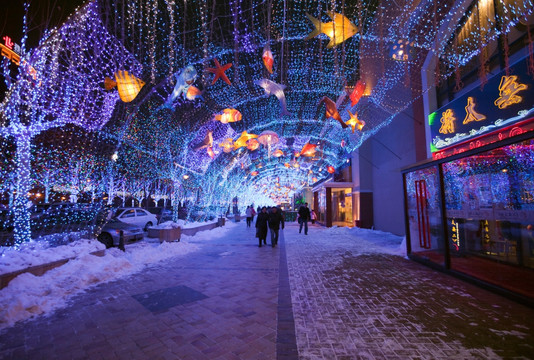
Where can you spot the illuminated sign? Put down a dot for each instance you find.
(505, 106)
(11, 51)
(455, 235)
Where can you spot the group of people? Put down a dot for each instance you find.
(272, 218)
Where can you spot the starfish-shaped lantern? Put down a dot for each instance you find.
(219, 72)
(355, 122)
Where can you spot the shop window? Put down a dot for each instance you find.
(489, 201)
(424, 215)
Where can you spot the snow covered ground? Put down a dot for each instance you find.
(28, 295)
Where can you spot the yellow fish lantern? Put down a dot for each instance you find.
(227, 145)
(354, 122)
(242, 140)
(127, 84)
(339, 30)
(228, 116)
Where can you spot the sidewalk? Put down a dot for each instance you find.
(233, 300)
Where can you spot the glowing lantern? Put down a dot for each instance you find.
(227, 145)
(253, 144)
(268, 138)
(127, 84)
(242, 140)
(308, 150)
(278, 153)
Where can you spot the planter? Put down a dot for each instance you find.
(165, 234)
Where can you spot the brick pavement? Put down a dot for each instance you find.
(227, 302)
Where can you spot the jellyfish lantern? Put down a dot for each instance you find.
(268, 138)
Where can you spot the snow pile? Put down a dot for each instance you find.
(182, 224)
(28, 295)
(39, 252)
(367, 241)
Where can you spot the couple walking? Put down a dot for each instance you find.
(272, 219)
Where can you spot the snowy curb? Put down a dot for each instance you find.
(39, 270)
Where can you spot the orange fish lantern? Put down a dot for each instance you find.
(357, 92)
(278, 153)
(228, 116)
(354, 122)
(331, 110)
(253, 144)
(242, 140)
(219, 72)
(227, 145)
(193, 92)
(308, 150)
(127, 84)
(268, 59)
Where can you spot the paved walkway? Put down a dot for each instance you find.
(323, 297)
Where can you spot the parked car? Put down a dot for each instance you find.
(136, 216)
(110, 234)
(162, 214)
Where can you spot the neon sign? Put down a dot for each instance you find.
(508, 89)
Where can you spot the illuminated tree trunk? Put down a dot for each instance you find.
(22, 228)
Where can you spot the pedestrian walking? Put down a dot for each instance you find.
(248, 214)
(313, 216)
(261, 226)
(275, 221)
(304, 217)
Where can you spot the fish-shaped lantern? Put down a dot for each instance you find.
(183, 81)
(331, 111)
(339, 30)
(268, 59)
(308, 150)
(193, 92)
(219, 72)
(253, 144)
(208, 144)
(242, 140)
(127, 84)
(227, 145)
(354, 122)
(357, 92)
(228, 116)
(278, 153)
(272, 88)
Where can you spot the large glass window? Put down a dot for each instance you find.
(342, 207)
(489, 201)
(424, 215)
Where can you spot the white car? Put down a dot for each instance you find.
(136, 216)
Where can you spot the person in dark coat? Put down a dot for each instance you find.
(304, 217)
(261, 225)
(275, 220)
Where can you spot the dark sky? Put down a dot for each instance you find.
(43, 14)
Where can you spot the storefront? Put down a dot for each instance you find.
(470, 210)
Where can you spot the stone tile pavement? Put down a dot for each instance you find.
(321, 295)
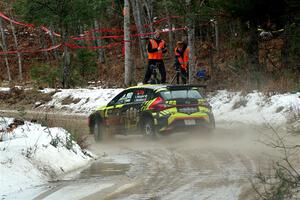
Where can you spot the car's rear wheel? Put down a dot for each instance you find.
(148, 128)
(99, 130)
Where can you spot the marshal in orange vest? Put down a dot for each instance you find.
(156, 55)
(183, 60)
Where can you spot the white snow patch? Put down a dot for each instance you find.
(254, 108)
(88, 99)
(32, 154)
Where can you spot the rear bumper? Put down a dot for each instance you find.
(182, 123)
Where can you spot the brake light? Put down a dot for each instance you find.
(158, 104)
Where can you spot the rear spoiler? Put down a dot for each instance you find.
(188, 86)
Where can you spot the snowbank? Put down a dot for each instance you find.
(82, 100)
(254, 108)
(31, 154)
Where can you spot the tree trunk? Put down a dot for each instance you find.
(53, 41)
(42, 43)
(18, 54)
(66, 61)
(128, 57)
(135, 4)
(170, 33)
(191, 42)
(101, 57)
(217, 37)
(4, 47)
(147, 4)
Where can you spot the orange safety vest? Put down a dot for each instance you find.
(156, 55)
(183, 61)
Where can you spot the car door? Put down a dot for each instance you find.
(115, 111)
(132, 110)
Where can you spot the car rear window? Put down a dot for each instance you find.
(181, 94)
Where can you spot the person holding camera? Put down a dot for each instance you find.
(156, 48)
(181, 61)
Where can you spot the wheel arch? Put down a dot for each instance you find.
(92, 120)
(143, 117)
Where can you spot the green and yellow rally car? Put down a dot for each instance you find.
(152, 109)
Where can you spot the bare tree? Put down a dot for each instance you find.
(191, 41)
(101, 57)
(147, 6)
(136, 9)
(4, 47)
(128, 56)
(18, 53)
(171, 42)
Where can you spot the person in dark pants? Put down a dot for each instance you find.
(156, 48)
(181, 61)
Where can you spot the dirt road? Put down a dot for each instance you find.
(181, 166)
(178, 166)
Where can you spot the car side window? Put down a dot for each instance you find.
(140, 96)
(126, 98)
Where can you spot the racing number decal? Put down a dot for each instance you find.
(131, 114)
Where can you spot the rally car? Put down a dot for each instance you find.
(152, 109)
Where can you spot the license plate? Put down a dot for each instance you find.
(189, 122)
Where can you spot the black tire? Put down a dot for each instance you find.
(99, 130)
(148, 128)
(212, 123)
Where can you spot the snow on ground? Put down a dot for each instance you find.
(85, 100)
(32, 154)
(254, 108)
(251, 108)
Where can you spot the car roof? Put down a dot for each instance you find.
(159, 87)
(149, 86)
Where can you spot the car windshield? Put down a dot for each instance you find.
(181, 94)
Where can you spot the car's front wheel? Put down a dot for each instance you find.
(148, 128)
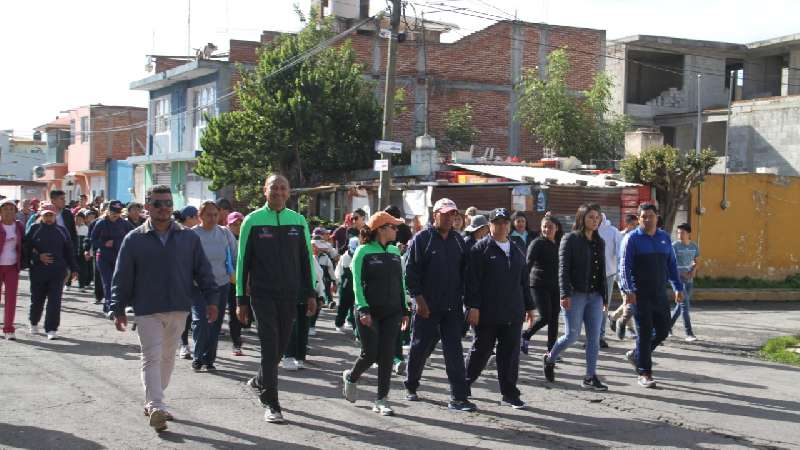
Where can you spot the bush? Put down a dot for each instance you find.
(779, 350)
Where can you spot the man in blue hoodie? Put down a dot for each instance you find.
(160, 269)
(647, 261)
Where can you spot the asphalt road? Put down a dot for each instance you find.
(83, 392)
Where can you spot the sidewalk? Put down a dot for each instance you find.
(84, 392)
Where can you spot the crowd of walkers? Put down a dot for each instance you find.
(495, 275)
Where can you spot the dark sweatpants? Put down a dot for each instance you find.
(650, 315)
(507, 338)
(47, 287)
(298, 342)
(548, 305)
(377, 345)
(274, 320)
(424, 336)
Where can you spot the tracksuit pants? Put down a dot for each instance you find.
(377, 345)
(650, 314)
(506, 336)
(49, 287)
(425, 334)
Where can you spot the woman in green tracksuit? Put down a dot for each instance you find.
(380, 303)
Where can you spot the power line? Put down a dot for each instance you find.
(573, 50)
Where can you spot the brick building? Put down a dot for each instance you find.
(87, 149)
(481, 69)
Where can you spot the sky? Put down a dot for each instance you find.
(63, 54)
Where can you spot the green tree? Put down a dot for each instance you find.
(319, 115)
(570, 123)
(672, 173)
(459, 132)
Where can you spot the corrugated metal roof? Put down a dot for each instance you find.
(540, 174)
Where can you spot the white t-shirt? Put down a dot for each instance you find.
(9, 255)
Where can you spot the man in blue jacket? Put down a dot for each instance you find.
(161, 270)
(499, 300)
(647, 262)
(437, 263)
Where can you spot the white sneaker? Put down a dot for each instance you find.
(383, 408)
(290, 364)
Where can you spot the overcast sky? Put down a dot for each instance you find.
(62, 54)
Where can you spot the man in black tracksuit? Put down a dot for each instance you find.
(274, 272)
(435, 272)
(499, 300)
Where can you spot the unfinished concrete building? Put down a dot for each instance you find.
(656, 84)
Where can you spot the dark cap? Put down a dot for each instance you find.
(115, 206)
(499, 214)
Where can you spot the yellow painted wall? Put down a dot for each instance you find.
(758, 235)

* [Aim of the task]
Repeat the material above word for word, please, apart from its images.

* [Solution for this exercise]
Where can you spot the illuminated sign? Put down a dot for each instance you find.
(505, 106)
(11, 51)
(455, 235)
Where can you spot the group of people? Put down a dot for each instance you find.
(272, 218)
Where can you spot the starfish-shaped lantern? Put down a dot for each instance you find.
(219, 72)
(355, 122)
Where can you spot the shop window? Put down a dot for each instance you find.
(489, 201)
(424, 215)
Where can you spot the snow covered ground? Put down a dot for each instance you find.
(28, 295)
Where can you spot the yellow fish lantern? Put down a dot for each instance you find.
(227, 145)
(354, 122)
(242, 140)
(127, 84)
(339, 30)
(228, 116)
Where can you spot the sidewalk? Put down a dot for each instance you find.
(233, 300)
Where can you spot the glowing lantern? Put down a dot for each instance you find.
(227, 145)
(253, 144)
(268, 138)
(127, 84)
(242, 140)
(308, 150)
(278, 153)
Where can you spot the planter? Put down a dot for each instance you find.
(165, 234)
Where can you spot the brick pavement? Put down a dot for each instance you find.
(227, 302)
Where can you spot the jellyfish lantern? Put down a dot for each instance you find.
(268, 138)
Where can you spot the snow pile? Put down a dot for each instance you find.
(182, 224)
(28, 295)
(39, 252)
(367, 241)
Where can you spot the couple walking? Put down a dot for each instance you find.
(272, 219)
Where can you spot the snowy curb? Put down a dot for each instance you find.
(39, 270)
Where can you spot the orange fish lantern? Put down a dot for each instance you find.
(357, 92)
(278, 153)
(228, 116)
(354, 122)
(331, 110)
(253, 144)
(242, 140)
(219, 72)
(227, 145)
(193, 92)
(308, 150)
(127, 84)
(268, 59)
Where can you spot the paved walkway? Put down a dot for each instance you find.
(323, 297)
Where can you spot the parked car? Put down a dot for each instance you find.
(136, 216)
(110, 234)
(162, 214)
Where can you spot the neon sign? Put down a dot for each instance you find.
(508, 89)
Where can you spot the illuminated tree trunk? Put down a dot for each instance you find.
(22, 228)
Where can you spot the pedestrian walking? Put down a dot for each instance you find.
(248, 214)
(313, 216)
(261, 226)
(275, 221)
(304, 217)
Where can you spot the fish-shaped lantern? Put down a dot for each instance you find.
(183, 81)
(331, 111)
(339, 30)
(268, 59)
(308, 150)
(193, 92)
(219, 72)
(253, 144)
(208, 144)
(242, 140)
(127, 84)
(227, 145)
(354, 122)
(357, 92)
(228, 116)
(278, 153)
(272, 88)
Where can you spot the large glass window? Put down a dot for each instance you find.
(342, 207)
(489, 201)
(424, 215)
Where can you spot the white car? Put down a dot for each instance you find.
(136, 216)
Where can you spot the person in dark coat? Put down a dot for each instance you find.
(304, 217)
(261, 225)
(275, 220)
Where can you spot the dark sky? Put down a dot for each instance you find.
(43, 14)
Where can you spot the storefront? Put down a dot for each instance you find.
(470, 210)
Where can you spot the stone tile pavement? Put down a dot for each instance you find.
(321, 295)
Where can you spot the car's rear wheel? Put down a dot for each instance you find.
(148, 128)
(99, 130)
Where can you spot the marshal in orange vest? Put down a dot for each instance you find.
(156, 55)
(183, 60)
Where can you spot the white snow patch? Put down a dot for each instance you find.
(254, 108)
(88, 99)
(32, 154)
Where can you spot the rear bumper? Put down a dot for each instance you find.
(182, 123)
Where can you spot the brake light? Put down a dot for each instance you find.
(158, 104)
Where can you spot the rear spoiler? Put down a dot for each instance you find.
(188, 86)
Where can you spot the snowbank? Put down a dot for each instance you find.
(82, 100)
(254, 108)
(31, 154)
Where can you spot the tree trunk? Put down a dot for each instance you find.
(53, 41)
(42, 43)
(18, 54)
(66, 61)
(128, 57)
(135, 4)
(170, 33)
(191, 42)
(101, 57)
(217, 37)
(4, 47)
(147, 4)
Where can you spot the orange safety vest? Put down a dot for each instance you find.
(156, 55)
(183, 61)
Where can you spot the car door? Put down a dot for each instance you find.
(115, 111)
(132, 110)
Where can you spot the car rear window? Put down a dot for each instance you find.
(181, 94)
Where can you spot the person holding camera? Put down a dot for each instance you find.
(156, 48)
(181, 61)
Where can you spot the wheel arch? Put down a dot for each instance you find.
(92, 120)
(143, 117)
Where can you spot the green and yellow rally car? Put down a dot for each instance you find.
(152, 109)
Where can you spot the bare tree? Put down a dot for each instance you find.
(191, 41)
(101, 57)
(147, 6)
(136, 9)
(4, 47)
(128, 56)
(18, 53)
(171, 42)
Where can you spot the person in dark pants? Put down a dot for each instance you find.
(156, 48)
(181, 61)
Where can you spot the dirt road? Put down a dot for each instance you find.
(181, 166)
(178, 166)
Where can you spot the car side window? Put down a dot for each instance you find.
(140, 96)
(126, 98)
Where can you spot the racing number decal? Put down a dot for each instance you find.
(131, 114)
Where can you spot the rally car? Put down a dot for each instance you find.
(152, 109)
Where can you spot the license plate? Put down a dot for each instance you find.
(189, 122)
Where can you spot the black tire? Put down a dot for each instance you find.
(99, 130)
(148, 128)
(212, 123)
Where can you spot the snow on ground? Put down a dot for each instance you find.
(85, 100)
(32, 154)
(254, 108)
(251, 108)
Where can you spot the car roof? Put down a dot for each instance you find.
(159, 87)
(149, 86)
Where can you spot the car windshield? Put down a dot for each instance you find.
(181, 94)
Where can you spot the car's front wheel? Put down a dot for each instance you find.
(148, 128)
Where can you spot the bush? Put down a dot for each instance you find.
(779, 350)
Where can you spot the man in blue hoodie? Put down a dot for each instance you find.
(160, 269)
(647, 261)
Where can you spot the asphalt road? Put down a dot for each instance you find.
(83, 392)
Where can you spot the sidewalk? Put down a dot for each instance you find.
(84, 392)
Where can you spot the crowd of walkers? Put down a dot for each instance you find.
(495, 275)
Where can you spot the dark sweatpants? Put down a dot for each instance you find.
(650, 315)
(507, 338)
(47, 287)
(298, 342)
(548, 305)
(377, 345)
(274, 320)
(424, 336)
Where can you spot the tracksuit pants? Put down a dot for each instance you find.
(377, 345)
(650, 314)
(506, 336)
(49, 287)
(425, 334)
Where can you spot the woman in green tracksuit? Put down a dot for each instance you find.
(380, 303)
Where can you spot the power line? Put down a dot for each instance you find.
(573, 50)
Where can you spot the brick building? Put down a dot for each instance you find.
(87, 149)
(481, 69)
Where can you spot the sky? Put down a dot for each instance you find.
(63, 54)
Where can you spot the green tree? Put down a dot for each instance you find.
(319, 115)
(570, 123)
(672, 173)
(459, 132)
Where can you spot the corrugated metal roof? Put down a dot for each instance you find.
(540, 174)
Where can you spot the white t-shirt? Put down a dot for each instance you find.
(9, 255)
Where can you spot the man in blue jacket? Put down a dot for each instance you find.
(161, 270)
(499, 300)
(647, 262)
(437, 263)
Where can you spot the white sneaker? Put down a dot for each instance you find.
(383, 408)
(290, 364)
Where can you spot the overcast sky? Put down a dot for each instance you find.
(62, 54)
Where can you spot the man in black tracksuit? Put down a dot for each instance you find.
(274, 272)
(435, 272)
(499, 300)
Where can you spot the unfinished concrete building? Put down a dot for each instance you find.
(656, 84)
Where can you spot the dark cap? Put down a dot for each instance you find.
(115, 206)
(499, 214)
Where can you spot the yellow painted wall? Put down a dot for each instance you find.
(758, 235)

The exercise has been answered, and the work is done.